Short exercise
Rewrite the stretch of the listing from the line containing "Annotation task: tag one point per instance of the player's" through the end, putting "dark hockey glove" in place of "black hockey glove" and leaving everything else unchanged.

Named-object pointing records
** START **

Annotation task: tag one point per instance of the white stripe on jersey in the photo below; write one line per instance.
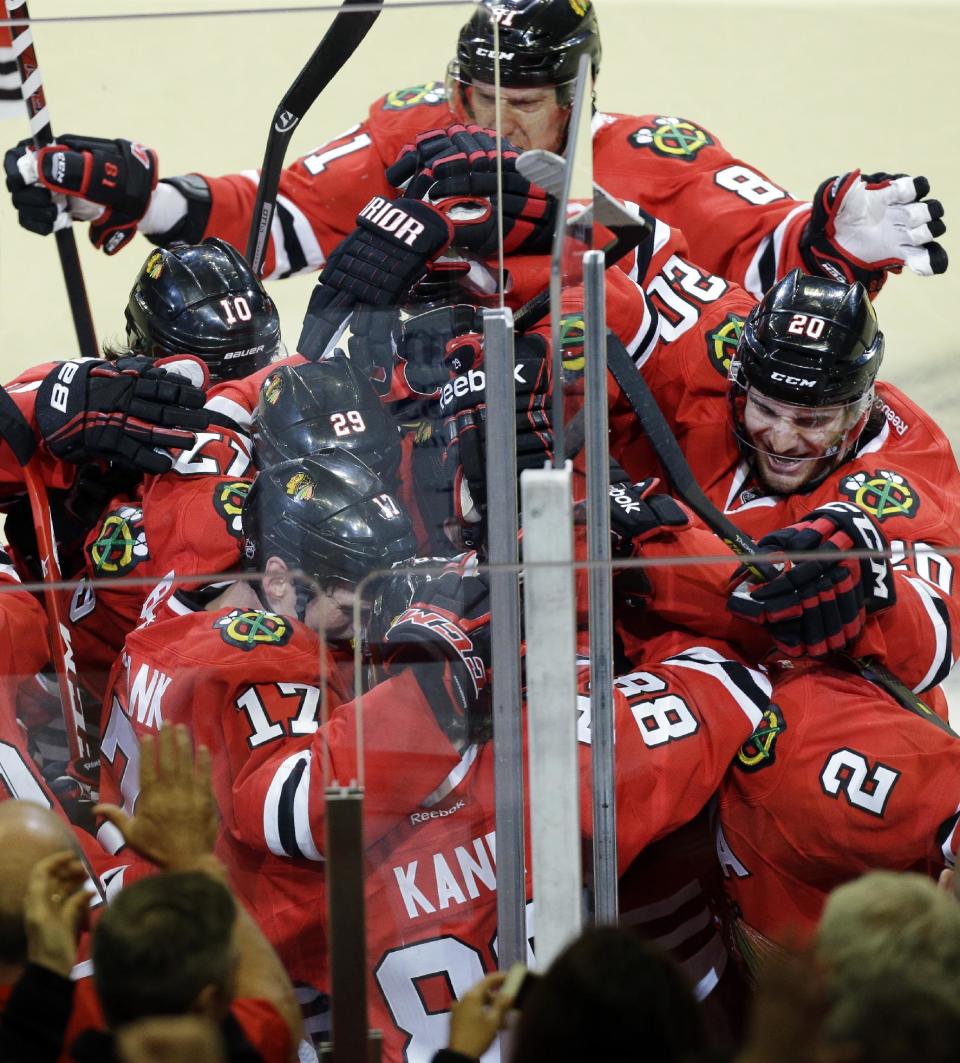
(750, 688)
(286, 811)
(937, 611)
(755, 283)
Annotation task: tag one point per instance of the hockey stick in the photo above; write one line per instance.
(684, 483)
(32, 88)
(19, 437)
(548, 170)
(338, 44)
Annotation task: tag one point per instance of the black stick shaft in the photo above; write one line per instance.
(43, 134)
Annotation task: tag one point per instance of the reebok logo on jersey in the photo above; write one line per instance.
(392, 219)
(437, 813)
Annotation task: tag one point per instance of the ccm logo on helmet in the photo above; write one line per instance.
(392, 219)
(801, 382)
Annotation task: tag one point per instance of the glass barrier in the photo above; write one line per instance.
(394, 676)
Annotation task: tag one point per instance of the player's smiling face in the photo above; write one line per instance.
(531, 116)
(793, 444)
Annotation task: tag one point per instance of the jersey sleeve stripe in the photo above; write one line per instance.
(940, 622)
(286, 823)
(748, 688)
(762, 270)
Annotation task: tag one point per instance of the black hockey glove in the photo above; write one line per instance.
(863, 226)
(125, 411)
(819, 606)
(108, 184)
(464, 409)
(455, 168)
(376, 265)
(637, 513)
(444, 637)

** END **

Task answer
Annotation task: tag one point per instance of the player's smiling face in the photo above; write one line per instance.
(531, 116)
(793, 444)
Annotation task: tag one point per instance of the jersey sleeve stripe in the photo above; write one line per instance.
(940, 622)
(286, 823)
(748, 688)
(762, 270)
Annotation task: tag one point per instance of the dark hockey glove in the photo above; write one line per instance.
(863, 226)
(125, 411)
(819, 606)
(108, 184)
(464, 409)
(455, 168)
(376, 265)
(637, 513)
(444, 637)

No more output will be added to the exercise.